■ **Records for the exercise**:
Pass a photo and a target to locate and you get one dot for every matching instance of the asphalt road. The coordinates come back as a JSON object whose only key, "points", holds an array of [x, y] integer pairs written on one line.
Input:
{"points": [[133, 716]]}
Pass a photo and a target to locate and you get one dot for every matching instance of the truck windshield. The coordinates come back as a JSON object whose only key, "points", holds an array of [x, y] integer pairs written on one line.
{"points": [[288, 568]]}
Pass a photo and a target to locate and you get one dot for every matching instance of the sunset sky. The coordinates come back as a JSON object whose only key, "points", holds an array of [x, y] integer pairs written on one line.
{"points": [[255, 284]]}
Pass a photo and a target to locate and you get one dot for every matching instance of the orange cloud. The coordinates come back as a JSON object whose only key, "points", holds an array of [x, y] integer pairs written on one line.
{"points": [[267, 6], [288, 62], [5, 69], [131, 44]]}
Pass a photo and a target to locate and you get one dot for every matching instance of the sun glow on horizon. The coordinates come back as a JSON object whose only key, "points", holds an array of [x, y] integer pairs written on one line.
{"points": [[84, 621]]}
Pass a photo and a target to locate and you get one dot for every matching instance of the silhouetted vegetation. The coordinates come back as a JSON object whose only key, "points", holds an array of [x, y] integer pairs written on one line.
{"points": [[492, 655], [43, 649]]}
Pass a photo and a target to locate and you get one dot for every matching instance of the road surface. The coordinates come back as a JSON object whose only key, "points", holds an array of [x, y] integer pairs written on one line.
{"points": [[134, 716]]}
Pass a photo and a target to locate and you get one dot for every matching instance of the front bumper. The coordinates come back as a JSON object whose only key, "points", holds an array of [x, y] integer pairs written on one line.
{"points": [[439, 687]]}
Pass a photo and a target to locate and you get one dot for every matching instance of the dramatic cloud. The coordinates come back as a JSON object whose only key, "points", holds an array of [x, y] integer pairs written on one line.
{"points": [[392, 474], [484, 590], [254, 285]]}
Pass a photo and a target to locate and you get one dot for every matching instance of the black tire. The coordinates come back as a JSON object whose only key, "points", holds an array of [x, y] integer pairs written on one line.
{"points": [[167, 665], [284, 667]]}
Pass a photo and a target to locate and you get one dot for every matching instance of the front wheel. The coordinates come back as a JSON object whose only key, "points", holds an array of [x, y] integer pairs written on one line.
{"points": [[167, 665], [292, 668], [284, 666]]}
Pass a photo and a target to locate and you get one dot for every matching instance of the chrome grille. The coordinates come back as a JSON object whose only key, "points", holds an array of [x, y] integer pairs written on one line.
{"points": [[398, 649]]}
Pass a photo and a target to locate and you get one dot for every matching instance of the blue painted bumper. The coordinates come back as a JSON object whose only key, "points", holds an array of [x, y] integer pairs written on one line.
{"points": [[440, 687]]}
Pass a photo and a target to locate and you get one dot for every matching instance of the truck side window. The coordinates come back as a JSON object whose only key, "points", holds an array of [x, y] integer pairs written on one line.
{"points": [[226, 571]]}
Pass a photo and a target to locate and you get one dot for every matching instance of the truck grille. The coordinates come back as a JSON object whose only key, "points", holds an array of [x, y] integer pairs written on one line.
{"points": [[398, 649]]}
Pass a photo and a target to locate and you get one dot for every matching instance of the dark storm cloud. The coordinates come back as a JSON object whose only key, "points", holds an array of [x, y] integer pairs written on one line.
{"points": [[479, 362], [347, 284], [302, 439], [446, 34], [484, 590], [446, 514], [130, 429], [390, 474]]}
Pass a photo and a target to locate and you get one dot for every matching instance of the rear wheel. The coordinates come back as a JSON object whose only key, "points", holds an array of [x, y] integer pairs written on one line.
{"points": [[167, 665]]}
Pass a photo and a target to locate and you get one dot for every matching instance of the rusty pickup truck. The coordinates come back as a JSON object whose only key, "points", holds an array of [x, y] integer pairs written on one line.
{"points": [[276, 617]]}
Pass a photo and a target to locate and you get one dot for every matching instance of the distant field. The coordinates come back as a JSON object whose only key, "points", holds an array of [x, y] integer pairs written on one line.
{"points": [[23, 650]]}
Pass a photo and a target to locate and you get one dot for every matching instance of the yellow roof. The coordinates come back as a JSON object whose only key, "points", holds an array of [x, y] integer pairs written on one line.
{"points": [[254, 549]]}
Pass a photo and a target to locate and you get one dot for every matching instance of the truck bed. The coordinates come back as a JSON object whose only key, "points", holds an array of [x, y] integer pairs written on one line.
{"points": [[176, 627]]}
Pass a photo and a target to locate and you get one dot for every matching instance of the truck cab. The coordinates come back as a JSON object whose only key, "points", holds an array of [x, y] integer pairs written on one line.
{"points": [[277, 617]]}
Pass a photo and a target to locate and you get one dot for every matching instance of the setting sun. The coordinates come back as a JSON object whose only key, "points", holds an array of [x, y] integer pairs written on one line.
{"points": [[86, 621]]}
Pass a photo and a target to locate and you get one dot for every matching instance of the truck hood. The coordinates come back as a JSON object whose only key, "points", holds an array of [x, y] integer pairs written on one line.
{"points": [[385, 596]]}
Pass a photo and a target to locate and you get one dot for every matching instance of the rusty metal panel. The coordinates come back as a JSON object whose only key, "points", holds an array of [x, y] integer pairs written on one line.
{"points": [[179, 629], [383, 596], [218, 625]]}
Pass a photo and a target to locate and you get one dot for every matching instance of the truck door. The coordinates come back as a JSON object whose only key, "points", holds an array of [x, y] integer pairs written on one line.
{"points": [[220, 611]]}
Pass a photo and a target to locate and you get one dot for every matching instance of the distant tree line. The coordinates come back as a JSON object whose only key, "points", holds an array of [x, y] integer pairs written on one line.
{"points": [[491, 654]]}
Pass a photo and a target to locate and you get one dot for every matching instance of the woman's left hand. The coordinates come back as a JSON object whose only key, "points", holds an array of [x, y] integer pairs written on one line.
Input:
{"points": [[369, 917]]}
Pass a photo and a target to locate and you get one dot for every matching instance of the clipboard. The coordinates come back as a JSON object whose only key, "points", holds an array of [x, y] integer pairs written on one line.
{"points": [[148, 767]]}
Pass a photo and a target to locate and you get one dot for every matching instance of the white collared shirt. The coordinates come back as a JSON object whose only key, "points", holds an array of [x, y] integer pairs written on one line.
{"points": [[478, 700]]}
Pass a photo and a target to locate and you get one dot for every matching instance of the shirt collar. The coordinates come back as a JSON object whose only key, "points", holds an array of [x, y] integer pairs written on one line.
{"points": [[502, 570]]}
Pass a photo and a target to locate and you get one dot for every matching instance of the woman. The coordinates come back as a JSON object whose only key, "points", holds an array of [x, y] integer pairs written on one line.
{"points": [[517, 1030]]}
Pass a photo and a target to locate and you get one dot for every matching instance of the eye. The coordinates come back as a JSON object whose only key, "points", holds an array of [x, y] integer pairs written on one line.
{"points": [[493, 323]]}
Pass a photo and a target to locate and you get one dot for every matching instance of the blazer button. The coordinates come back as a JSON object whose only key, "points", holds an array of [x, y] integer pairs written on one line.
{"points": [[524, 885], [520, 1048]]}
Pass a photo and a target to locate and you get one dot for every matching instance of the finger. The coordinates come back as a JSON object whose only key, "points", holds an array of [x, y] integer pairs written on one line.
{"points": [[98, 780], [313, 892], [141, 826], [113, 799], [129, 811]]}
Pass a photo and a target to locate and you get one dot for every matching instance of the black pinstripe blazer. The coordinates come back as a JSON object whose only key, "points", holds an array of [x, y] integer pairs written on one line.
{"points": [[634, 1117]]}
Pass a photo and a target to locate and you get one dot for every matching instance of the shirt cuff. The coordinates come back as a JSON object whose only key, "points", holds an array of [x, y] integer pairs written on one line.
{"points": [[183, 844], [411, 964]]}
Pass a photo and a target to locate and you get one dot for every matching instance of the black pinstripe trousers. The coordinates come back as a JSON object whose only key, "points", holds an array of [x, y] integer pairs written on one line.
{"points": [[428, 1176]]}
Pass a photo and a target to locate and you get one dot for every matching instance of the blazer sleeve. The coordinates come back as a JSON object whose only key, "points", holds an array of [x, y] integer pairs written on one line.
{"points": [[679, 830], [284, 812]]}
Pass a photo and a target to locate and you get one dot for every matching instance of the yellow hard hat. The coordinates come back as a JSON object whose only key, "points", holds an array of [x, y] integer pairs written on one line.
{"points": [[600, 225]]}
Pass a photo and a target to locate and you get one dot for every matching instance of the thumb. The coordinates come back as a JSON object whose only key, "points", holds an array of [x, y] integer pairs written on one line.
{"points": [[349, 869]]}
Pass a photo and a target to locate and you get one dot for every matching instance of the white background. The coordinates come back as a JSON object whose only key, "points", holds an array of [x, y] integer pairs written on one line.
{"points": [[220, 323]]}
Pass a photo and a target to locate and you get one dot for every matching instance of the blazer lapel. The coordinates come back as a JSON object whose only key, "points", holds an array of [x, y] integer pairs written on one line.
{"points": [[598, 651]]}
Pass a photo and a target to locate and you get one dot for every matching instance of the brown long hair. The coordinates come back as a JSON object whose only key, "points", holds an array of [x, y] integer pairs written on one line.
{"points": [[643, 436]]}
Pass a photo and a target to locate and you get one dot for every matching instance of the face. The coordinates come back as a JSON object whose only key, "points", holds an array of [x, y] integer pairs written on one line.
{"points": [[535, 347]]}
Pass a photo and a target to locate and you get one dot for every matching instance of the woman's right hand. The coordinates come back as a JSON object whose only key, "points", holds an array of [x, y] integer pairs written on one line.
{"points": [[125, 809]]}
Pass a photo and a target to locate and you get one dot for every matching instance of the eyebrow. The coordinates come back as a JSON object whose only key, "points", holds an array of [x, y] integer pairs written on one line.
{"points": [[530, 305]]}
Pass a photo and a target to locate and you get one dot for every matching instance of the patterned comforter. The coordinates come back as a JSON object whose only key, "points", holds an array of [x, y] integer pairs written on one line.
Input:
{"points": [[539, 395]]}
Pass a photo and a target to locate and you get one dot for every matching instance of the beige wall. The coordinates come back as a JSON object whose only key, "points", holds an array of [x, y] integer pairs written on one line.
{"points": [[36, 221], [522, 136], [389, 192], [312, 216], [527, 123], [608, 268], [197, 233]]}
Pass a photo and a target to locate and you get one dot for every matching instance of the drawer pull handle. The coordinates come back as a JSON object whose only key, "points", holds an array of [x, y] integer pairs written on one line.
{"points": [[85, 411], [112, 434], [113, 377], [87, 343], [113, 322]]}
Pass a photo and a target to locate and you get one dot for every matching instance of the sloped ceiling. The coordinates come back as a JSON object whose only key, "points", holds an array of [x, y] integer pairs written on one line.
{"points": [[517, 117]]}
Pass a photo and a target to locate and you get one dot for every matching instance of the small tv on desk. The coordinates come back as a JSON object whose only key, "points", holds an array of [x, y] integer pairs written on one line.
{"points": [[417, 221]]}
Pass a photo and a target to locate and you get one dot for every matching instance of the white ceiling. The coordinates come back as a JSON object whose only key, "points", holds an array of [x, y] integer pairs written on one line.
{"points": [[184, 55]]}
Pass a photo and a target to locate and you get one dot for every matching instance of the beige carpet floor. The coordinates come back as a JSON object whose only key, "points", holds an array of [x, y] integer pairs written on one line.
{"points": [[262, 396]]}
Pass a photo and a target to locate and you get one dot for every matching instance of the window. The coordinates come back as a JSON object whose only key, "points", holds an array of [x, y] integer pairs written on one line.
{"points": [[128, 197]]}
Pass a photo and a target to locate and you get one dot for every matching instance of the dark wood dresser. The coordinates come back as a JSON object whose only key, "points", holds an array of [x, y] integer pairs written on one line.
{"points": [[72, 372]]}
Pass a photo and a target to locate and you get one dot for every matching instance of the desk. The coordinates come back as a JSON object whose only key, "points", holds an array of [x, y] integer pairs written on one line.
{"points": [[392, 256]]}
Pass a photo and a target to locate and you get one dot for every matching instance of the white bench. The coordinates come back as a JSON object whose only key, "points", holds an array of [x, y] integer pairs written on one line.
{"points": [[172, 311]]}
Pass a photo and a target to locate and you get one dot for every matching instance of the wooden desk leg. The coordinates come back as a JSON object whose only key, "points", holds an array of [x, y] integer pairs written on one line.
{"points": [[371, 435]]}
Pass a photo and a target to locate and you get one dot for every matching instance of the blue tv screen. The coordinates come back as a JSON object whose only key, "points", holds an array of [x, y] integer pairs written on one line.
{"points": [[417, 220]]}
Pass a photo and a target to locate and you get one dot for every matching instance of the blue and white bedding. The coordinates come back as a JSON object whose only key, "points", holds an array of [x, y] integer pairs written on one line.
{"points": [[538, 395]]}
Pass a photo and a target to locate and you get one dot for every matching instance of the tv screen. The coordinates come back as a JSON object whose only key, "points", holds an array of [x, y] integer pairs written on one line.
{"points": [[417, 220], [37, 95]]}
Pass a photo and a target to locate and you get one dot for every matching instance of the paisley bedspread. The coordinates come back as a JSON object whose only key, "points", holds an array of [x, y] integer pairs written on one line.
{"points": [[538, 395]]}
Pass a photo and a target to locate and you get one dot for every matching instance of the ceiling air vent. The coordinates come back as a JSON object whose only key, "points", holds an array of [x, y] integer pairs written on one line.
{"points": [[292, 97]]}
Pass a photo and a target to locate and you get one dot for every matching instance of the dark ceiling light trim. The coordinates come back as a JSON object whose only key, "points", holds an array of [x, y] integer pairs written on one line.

■ **Task brief**: Your output must be the exact lines from the one containing "the tv screen." through the end of the data above, both included, and nothing more.

■ **Output for this task**:
Pass a photo and a target to locate and you get one dot for every matching instance of the tv screen. The coordinates come back as a JSON object whose only key, "points", holds an array of [x, y] integer pairs written on one line.
{"points": [[417, 220], [37, 95]]}
Pass a photo and a target to locate and you get one dot for every matching instance of the paisley bedspread. The coordinates come back as a JSON object whose only key, "points", holds an array of [x, y] integer pairs written on one line.
{"points": [[538, 395]]}
Pass a photo and a target to locate and you get one dot for every matching instance of the ceiling air vent. The coordinates come back as a JSON object whose only key, "points", holds an array of [x, y] integer pairs written on one line.
{"points": [[292, 97]]}
Pass a photo and a target to locate and you get one dot for every matching instance of the dark ceiling light trim. The coordinates come back as a JSON object whose only key, "points", holds an array of [x, y] integer pairs written on one line.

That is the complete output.